Texte affiché:
* * *
Il existe encore une multitude de points détaillant les dangers de l’écriture inclusive que vous pouvez lire ici.
Si vous êtes contre l’écriture inclusive et que vous brandissez ces arguments, on vous répondra que :
- Les études ont montré que l’œil s’habitue à ce type d’écriture. D’ailleurs, si vous lisez un texte dont chaque mot comporte des lettres inversées (hormis la première et la dernière), vous serez parfaitement capable de le déchiffrer. Rageredz, vuos y ariverz !
- Le masculin n’est pas neutre et véhicule des concepts intériorisés. La devise de la République française nous l’impose inconsciemment « liberté, égalité, fraternité ». L’origine latine de « fraternité » est frater, signifiant « frère ». L’équivalent neutre de « fraternité » est « solidarité », mais les femmes ont pourtant été exclues du concept. Imaginez, si l’on avait privilégié « sororité » ?
- Une langue est en constante évolution et dépend de la société qu’elle reflète à une époque donnée. Elle vit grâce aux différents canaux de diffusion et non pas en raison d’une mise à jour grammaticale.
Qu’en dit l’Académie française ?
Ah, le sujet qui fâche ! L’Académie française est avant tout une autorité d’ordre moral et sa fonction principale est définie comme « travailler […] à donner des règles certaines à notre langue et à la rendre pure, éloquente et capable de traiter les arts et les sciences » (article XXIV des statuts de l’Académie française).
Elle ne fait donc pas figure de pouvoir incontestable, mais reste une grande référence pour les questions relevant de la langue.
Dans une lettre ouverte en 2021, l’Académie française met en garde contre l’utilisation de l’écriture inclusive qu’elle décrit comme un « péril mortel ». Elle soulève la question suivante : « Comment les générations à venir pourront-elles grandir en intimité avec notre patrimoine écrit ? »
Mais de quel patrimoine parle-t-on, au juste ?
Une langue évolue par l’usage de ses pratiquants, mais aussi au travers des modes de communication. Ainsi, il est incontestable que les réseaux sociaux modifient cette langue à une époque où près de la moitié de la planète possède un compte sur Facebook, Instagram, TikTok et autres réseaux. Une langue s’adapte à son environnement au point que le terme « instagrammable » est entré dans les pages du Larousse. Dans quelques années, « instagrammable » fera donc bien partie de ce patrimoine écrit. Peut-on alors parler de danger imminent en intégrant un adjectif formé à partir d’un nom commercial ? Est-ce plus dangereux que l’inégalité entre les femmes et les hommes ? À méditer.
Par ailleurs, il est intéressant de souligner que l’Académie française est composée de 35 membres, dont 29 hommes et 6 femmes.
La sous-représentativité de la gent féminine interroge sur l’objectivité du débat au sein même de l’institution.
Et le gouvernement ?
Divers projets de loi ont été soumis à plusieurs reprises par l’Assemblée nationale visant à sauvegarder la langue française et à réaffirmer la place fondamentale de l’Académie française. Si on lit entre les lignes, cela signifie interdire l’écriture inclusive.
* * *
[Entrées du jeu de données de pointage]
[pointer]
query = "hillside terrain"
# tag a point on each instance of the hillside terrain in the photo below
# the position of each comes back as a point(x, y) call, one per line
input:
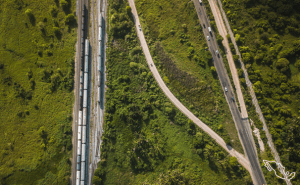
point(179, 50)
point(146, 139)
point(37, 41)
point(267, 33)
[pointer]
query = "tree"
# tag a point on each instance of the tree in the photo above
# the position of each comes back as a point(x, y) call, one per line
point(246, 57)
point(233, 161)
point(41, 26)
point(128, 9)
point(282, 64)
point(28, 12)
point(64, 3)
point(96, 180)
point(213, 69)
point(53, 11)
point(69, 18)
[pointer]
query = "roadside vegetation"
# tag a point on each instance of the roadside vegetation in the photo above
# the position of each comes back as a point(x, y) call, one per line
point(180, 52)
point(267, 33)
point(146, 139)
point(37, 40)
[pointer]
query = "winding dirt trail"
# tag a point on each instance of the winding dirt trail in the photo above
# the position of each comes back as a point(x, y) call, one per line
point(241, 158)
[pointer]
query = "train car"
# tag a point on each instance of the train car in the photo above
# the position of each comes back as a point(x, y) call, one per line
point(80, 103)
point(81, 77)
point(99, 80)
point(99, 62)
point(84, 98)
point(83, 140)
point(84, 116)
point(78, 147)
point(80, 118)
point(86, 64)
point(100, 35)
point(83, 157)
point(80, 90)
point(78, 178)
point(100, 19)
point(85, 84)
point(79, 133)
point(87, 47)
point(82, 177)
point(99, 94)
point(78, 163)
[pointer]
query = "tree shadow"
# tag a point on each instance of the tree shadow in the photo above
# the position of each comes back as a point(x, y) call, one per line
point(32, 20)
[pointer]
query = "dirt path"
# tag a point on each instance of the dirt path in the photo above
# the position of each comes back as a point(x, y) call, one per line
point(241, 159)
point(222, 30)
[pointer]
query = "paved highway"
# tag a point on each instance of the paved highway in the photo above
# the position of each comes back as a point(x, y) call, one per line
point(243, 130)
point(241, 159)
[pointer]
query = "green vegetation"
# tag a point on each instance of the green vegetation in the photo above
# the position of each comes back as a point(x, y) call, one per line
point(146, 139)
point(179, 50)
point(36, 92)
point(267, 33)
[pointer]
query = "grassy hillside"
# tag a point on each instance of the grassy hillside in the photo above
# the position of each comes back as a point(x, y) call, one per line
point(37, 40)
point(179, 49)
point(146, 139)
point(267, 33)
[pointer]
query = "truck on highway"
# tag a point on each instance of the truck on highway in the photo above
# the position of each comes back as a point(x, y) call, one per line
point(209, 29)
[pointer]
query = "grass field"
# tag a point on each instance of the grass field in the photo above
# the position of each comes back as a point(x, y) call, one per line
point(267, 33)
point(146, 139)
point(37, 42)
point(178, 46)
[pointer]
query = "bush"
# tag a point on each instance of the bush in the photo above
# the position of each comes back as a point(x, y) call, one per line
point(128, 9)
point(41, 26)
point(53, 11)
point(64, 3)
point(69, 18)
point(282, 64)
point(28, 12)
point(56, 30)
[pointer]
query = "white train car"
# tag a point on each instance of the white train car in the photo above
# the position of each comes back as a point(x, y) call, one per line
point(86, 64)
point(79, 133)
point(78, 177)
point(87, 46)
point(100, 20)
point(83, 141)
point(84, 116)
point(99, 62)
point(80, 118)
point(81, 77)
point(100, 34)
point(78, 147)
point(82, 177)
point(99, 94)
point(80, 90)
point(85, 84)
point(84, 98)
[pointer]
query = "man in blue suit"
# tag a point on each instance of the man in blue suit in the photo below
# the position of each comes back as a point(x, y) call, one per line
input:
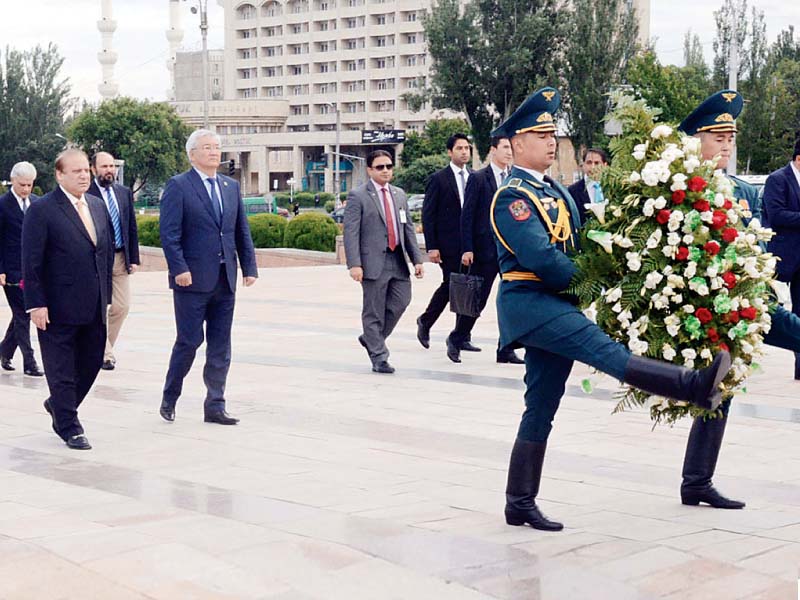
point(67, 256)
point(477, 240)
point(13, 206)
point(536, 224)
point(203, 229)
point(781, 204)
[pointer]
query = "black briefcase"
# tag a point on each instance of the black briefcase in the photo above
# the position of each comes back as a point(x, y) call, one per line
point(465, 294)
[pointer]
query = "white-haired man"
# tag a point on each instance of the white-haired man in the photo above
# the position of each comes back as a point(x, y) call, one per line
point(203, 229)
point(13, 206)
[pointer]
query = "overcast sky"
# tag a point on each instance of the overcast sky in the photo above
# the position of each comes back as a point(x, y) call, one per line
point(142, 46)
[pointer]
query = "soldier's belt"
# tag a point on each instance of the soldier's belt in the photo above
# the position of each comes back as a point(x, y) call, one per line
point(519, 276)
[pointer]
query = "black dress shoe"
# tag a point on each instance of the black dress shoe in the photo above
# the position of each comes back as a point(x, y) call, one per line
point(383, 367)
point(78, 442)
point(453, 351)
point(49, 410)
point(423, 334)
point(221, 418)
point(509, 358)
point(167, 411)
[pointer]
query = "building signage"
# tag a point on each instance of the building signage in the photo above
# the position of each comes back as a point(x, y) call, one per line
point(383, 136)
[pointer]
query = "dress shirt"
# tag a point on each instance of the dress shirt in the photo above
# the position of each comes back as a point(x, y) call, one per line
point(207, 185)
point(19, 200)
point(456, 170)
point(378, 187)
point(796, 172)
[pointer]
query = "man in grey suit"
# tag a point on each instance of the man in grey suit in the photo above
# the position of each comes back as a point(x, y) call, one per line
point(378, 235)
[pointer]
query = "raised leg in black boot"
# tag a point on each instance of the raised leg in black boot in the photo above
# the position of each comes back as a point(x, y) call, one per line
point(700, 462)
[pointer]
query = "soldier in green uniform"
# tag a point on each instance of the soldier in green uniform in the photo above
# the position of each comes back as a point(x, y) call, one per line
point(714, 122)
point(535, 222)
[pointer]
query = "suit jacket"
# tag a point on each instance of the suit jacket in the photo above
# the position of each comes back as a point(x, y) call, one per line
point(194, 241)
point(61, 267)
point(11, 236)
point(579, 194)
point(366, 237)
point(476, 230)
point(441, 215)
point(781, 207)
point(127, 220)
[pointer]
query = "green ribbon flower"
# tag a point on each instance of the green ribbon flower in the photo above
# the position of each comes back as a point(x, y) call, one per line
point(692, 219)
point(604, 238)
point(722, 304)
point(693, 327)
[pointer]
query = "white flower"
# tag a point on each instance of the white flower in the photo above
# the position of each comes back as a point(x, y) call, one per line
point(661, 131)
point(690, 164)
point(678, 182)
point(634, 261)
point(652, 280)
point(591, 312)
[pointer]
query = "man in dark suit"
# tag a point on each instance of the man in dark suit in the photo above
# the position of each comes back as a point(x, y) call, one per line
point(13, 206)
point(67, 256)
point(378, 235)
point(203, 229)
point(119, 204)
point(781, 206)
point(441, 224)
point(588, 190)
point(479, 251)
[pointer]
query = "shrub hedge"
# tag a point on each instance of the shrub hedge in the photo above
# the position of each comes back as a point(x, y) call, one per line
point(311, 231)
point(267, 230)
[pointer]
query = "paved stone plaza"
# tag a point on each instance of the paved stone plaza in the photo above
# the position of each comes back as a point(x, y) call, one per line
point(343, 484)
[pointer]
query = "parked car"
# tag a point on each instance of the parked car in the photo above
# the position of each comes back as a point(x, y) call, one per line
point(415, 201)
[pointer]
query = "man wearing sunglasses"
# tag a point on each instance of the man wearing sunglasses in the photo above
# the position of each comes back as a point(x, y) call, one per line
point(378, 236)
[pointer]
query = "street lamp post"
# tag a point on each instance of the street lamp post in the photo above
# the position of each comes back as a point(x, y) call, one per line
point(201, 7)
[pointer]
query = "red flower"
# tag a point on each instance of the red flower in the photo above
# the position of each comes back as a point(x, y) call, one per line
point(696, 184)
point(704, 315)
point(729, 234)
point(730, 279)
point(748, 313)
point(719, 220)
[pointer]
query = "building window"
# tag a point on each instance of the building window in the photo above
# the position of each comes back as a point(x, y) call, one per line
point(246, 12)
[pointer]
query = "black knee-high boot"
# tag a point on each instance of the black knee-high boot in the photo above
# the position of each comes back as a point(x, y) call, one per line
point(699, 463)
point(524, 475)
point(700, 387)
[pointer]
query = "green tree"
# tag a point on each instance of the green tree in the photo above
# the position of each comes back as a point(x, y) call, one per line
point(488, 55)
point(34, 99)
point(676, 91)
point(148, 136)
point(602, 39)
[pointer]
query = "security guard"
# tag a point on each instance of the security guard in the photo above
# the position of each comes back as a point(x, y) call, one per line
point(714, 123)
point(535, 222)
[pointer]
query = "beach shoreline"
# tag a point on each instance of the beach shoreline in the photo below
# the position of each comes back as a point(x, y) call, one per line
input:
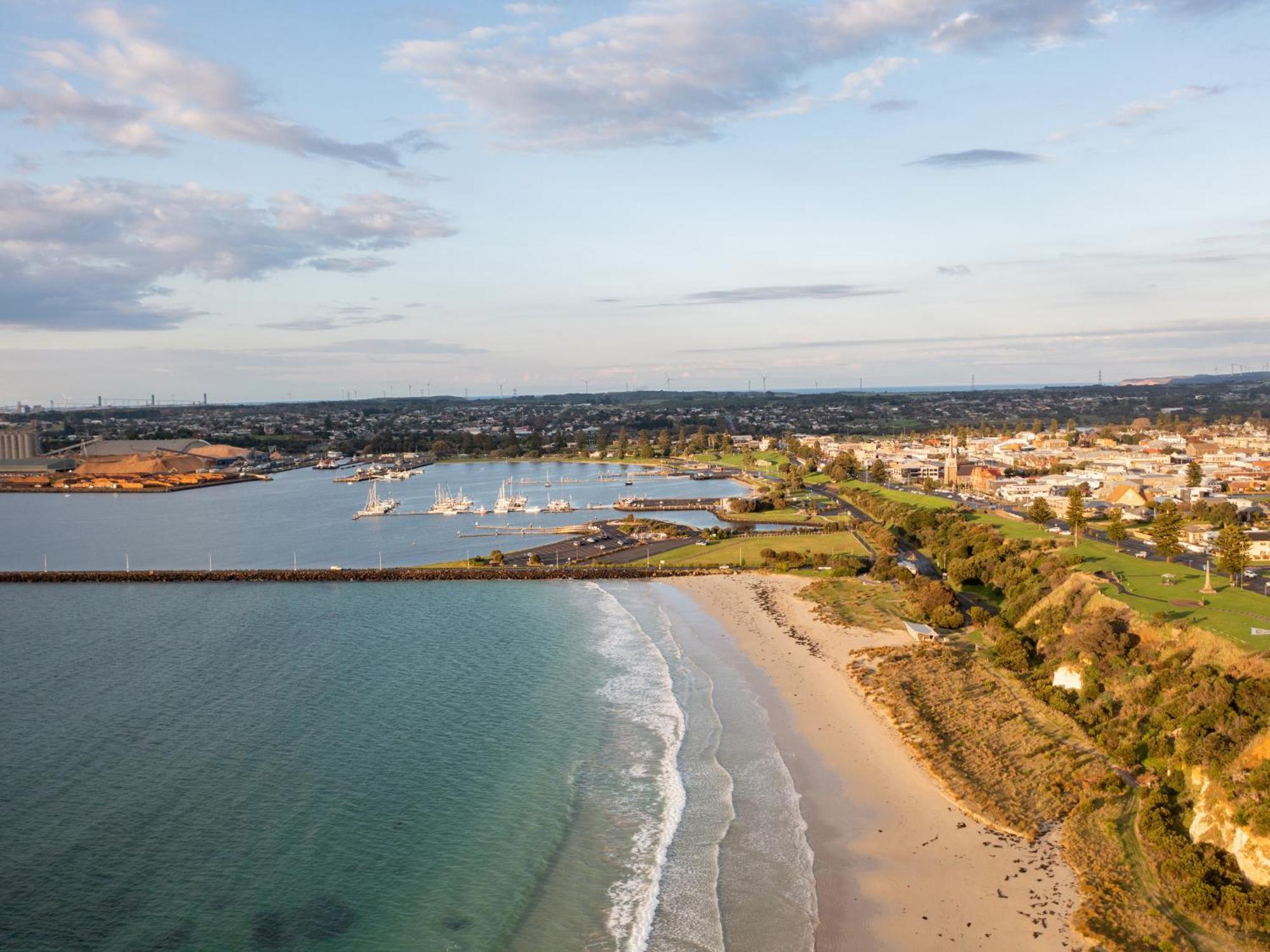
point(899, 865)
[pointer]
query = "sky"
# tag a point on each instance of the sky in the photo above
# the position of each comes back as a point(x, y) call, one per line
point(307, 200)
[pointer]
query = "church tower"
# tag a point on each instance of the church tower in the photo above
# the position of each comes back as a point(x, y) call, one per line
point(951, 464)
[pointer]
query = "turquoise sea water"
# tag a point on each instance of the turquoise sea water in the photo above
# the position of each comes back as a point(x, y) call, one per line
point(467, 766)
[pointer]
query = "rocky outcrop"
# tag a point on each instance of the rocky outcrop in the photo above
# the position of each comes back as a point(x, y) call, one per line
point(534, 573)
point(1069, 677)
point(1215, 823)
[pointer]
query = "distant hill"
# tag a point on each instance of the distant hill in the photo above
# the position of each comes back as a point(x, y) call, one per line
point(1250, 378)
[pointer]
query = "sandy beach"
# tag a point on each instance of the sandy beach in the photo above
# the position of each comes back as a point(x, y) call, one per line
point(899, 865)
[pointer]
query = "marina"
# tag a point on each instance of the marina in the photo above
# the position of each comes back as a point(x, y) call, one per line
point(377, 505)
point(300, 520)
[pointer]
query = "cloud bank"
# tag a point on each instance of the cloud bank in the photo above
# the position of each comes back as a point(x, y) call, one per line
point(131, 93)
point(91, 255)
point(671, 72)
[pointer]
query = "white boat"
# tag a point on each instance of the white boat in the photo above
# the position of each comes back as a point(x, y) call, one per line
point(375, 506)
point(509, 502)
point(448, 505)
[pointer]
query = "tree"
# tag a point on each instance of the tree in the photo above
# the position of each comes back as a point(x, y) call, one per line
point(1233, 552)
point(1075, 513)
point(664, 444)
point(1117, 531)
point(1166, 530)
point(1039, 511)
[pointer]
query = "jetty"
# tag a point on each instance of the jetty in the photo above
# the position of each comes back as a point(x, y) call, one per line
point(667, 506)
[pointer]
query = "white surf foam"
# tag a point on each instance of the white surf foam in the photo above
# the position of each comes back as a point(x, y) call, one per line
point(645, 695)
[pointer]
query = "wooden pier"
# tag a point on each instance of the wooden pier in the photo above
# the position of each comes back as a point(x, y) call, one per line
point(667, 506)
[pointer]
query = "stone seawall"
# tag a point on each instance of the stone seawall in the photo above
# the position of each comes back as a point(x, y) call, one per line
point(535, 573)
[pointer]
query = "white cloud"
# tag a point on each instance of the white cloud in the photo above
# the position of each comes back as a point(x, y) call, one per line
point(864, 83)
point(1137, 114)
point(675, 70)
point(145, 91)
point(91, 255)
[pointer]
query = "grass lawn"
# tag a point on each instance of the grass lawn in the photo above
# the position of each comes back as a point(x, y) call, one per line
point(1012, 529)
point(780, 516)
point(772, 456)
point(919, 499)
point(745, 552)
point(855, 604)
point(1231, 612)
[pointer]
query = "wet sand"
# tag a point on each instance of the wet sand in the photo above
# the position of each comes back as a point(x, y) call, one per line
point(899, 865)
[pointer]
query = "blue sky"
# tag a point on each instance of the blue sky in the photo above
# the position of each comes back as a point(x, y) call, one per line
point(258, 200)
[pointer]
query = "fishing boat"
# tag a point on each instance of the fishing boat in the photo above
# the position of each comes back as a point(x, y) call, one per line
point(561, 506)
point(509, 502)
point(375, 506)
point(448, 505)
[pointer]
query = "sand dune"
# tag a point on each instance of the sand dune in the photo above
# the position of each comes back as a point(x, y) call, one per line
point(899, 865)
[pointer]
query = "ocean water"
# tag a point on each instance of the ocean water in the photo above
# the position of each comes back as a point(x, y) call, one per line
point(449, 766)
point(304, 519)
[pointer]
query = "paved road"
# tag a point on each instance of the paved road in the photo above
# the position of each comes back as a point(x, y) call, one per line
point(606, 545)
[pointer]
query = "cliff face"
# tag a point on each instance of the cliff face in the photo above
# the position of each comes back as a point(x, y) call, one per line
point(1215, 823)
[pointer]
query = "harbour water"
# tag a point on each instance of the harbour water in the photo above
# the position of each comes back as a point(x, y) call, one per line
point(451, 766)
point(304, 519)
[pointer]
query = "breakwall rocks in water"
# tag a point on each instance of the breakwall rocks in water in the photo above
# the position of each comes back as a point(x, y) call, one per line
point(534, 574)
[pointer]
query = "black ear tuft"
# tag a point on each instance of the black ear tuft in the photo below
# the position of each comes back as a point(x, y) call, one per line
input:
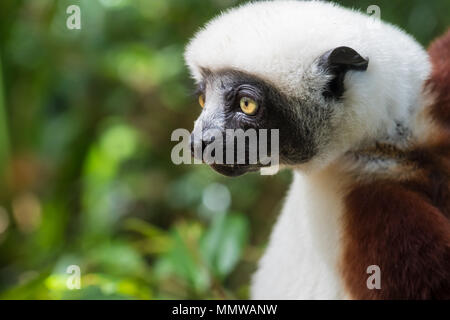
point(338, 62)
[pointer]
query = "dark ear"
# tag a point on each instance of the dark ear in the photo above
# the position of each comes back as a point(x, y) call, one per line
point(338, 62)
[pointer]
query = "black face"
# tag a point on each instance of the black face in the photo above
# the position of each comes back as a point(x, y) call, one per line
* * *
Travail demandé:
Écrivez la suite du texte sur l'écriture inclusive, juste après sa dernière phrase. Les entrées forment un matériau à part, sans lien avec le texte.

Résultat obtenu:
Certaines circulaires gouvernementales proscrivent déjà les règles de l’écriture inclusive, notamment au sein des administrations étatiques. Pour autant, quelques-unes d’entre elles passent outre comme l’université Clermont-Auvergne (UCA) qui a instauré une « charte pour une communication inclusive à l’UCA ».
Également, le président de la République, Emmanuel Macron, a fait part de son avis lors de l’inauguration de la Cité de la francophonie à Villers-Cotterêts le 30 octobre 2023 en affirmant que « le masculin fait le neutre », qu’il ne « faut pas céder aux airs du temps » et qu’on « n’a pas besoin de rajouter des points au milieu des mots pour la [N.D.L.R. : langue française) rendre visible ». Un discours qui interroge ; le Président a-t-il compris que l’objectif premier de l’écriture inclusive n’est pas la « visibilité » ?
L’anecdote
En 2014, Julien Aubert, député UMP, s’est vu infliger une sanction financière (suppression d’un quart de son indemnité parlementaire) pour avoir maintenu les termes « Madame le Président » envers la socialiste Sandrine Mazetier. Pourtant, il ne faisait que respecter les usages de la langue recommandés par l’Académie, à savoir « la présidente » signifiant « femme du président », ainsi que la règle interdisant de féminiser des professions.
En conclusion, il est difficile de parler d’un effet de mode lorsque l’on sait qu’une langue évolue en permanence selon la société à une époque donnée. Ce qui est certain, c’est que le gouvernement actuel n’est pas favorable à l’usage de cette écriture inclusive et que, malgré une communauté grandissante, l’écriture inclusive va connaître encore de nombreux obstacles avant de pouvoir s’imposer, si tant est qu’elle y parvienne. Le débat reste très vif et chaque jour, les internautes s’affrontent sur ce sujet.
Si vous souhaitez rédiger des textes en écriture inclusive, mais que vous n’êtes pas encore à l’aise avec le concept, je veux vous accompagner. Discutons-en !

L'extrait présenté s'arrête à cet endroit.